----- PROVIDED TEXT -----

The other phrase I heard during election news coverage was, "If you are going to get in my face, I'm going to get in yours." This makes no literal sense.  If you could actually get into someone's face, I would get into the supermodel Behati Prinsloo's face today.  Again this is street talk for someone getting too close to you usually with a jabbing finger leading the way.  I have difficulty shaking hands with strangers in church so I am somewhat sympathetic to throwing a sucker punch if someone gets in your face.

The finger.  I know what the finger means although it's hard to trace the journey from being Mr. Tallman on a child's hand to being a symbol for the grandest of insults.  Nevertheless, 'the finger' has also aroused impolite behavior during some political rallies.  I believe it was 'the finger' that provoked the 'sucker punch.'

Now I'm going to say something shocking.  I think all these schoolyard brawls aren't all that terrible. I think sometimes we are sick of words and need an old-fashioned controlled tussle where someone is around to pull us apart so there's no real damage done but some of the frustration is knocked out.

"I got him good, didn't I?"
"Yes, you did now let's go home."

Friday, March 11, 2016

Jimmy, the microwave and Ben Carson

While I'm waiting for the edits on the manuscript I handed in, I gathered a pile of stuff to throw away.  I put my old  microwave on the deck ready to take to the recycling center.  It might no longer be safe.  I was about to carry it to the car when something made me stop.  I think it was Jimmy, the man who had given me the oven.  He said, the microwave is our link on this earth.

Jimmy is one of a handful of people that I love and who died of AIDS many years ago.  I took the oven back into the house and googled "is an old microwave safe?" One answer was this:  unplug the oven, put your cellphone inside, close the door and then call the cellphone.  If the phone does NOT ring, "waves" are not getting through into the oven and they are not getting out either.  Jimmy would have loved that little scenario.

I don't know if this is a valid safety test but it was enough to make me give the oven another chance.  I vacuumed the vents and set it up.  I put in a cup of water and it heated up and started to boil.  I remember once Oprah had a show of the dirtiest housekeepers in America and one of them had a  filthy microwave encrusted with spills, etc.  The cleaning expert said to boil some water in the chamber and the steam would loosen the dirt and make the microwave easier to clean.  It worked.

On a lighter note,  Ben Carson, the sleepy, soft voiced neurosurgeon that ran for president, a man I have also come to love for his idiosyncratic behavior, endorsed Donald Trump this morning.
Dr. Carson says there are two Donalds:  a very smart, substantive Donald and the other one.  I think the phrase, "strange bedfellows" was created for just this situation.




Saturday, March 5, 2016

You Can't Handle The Truth (redux)

(Watching the political events wherein the candidates gleefully call each other liars at every opportunity, I decided to re-post this 'defense' essay on our times, the post-truth society.)
 
I’ve lied a few times in my life.  I probably lie to myself everyday so I can live with the bad habits that have a stranglehold. Perhaps that’s existential lying. Remember that line from A Few Good Men? “The truth! You can’t handle the truth.” Well, I probably can’t. I know I can’t. And what the heck is the truth and is it going to make my life better?

----- RECORD LIST -----

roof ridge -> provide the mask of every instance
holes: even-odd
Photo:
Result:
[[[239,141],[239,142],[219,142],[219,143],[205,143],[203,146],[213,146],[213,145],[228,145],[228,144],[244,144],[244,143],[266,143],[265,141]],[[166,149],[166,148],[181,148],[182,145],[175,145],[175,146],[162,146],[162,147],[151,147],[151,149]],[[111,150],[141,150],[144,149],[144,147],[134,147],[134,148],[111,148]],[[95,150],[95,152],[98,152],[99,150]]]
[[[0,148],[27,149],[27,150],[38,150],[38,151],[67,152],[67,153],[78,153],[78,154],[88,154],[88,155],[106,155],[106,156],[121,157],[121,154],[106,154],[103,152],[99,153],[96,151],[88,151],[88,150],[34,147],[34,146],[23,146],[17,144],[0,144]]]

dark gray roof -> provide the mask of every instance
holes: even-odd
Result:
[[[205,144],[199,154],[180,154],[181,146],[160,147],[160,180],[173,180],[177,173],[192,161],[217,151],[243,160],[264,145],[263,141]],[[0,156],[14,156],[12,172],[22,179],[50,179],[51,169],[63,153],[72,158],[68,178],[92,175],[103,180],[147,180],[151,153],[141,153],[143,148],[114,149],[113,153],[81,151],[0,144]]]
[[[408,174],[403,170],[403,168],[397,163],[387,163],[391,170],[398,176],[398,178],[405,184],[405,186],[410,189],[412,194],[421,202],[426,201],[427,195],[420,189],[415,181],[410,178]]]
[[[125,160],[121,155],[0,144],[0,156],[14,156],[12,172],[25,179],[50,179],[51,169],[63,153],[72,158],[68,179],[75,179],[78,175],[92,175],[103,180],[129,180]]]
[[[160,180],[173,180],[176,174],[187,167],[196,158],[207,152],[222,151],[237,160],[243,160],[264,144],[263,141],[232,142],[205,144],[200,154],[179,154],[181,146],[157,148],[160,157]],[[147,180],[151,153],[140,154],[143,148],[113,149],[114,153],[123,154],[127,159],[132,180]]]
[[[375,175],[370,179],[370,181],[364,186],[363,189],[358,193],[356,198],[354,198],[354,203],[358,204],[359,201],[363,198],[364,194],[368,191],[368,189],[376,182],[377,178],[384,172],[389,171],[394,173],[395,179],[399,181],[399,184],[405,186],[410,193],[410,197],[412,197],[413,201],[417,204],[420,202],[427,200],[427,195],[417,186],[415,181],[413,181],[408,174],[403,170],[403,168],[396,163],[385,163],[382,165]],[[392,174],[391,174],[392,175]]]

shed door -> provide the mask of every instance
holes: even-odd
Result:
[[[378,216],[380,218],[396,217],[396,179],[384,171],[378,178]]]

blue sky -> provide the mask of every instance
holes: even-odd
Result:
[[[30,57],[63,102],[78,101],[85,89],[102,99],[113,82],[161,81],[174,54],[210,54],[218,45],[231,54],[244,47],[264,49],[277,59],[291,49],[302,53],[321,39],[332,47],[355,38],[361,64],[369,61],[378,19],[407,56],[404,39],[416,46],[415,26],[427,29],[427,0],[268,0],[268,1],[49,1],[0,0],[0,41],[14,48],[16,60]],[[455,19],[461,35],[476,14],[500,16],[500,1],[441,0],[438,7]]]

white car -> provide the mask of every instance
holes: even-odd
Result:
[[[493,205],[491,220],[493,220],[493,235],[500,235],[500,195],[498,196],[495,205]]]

-----

◆ WHAT YOU WILL DO
A – Retype the blog excerpt from "Dr. Carson says" to "The Truth (redux)".
B – List each step of the cellphone test for an old microwave that the blog excerpt describes.
C – Rewrite the paragraph of the blog excerpt that begins "I don't know if this is a valid safety test" as a short bulleted list that keeps its main facts.

◆ ANSWER SET
A –
Dr. Carson says there are two Donalds:  a very smart, substantive Donald and the other one.  I think the phrase, "strange bedfellows" was created for just this situation.




Saturday, March 5, 2016

You Can't Handle The Truth (redux)

B –
- Unplug the oven.
- Put your cellphone inside.
- Close the door.
- Call the cellphone.

C –
- The writer was unsure the test was valid but gave the oven another chance.
- The writer vacuumed the vents and set the oven up.
- A cup of water put inside heated up and began to boil.
- The writer recalled an Oprah show about America's dirtiest housekeepers, one of whom had a filthy, spill-encrusted microwave.
- A cleaning expert on that show advised boiling water in the chamber so the steam would loosen the dirt and make cleaning easier.
- It worked.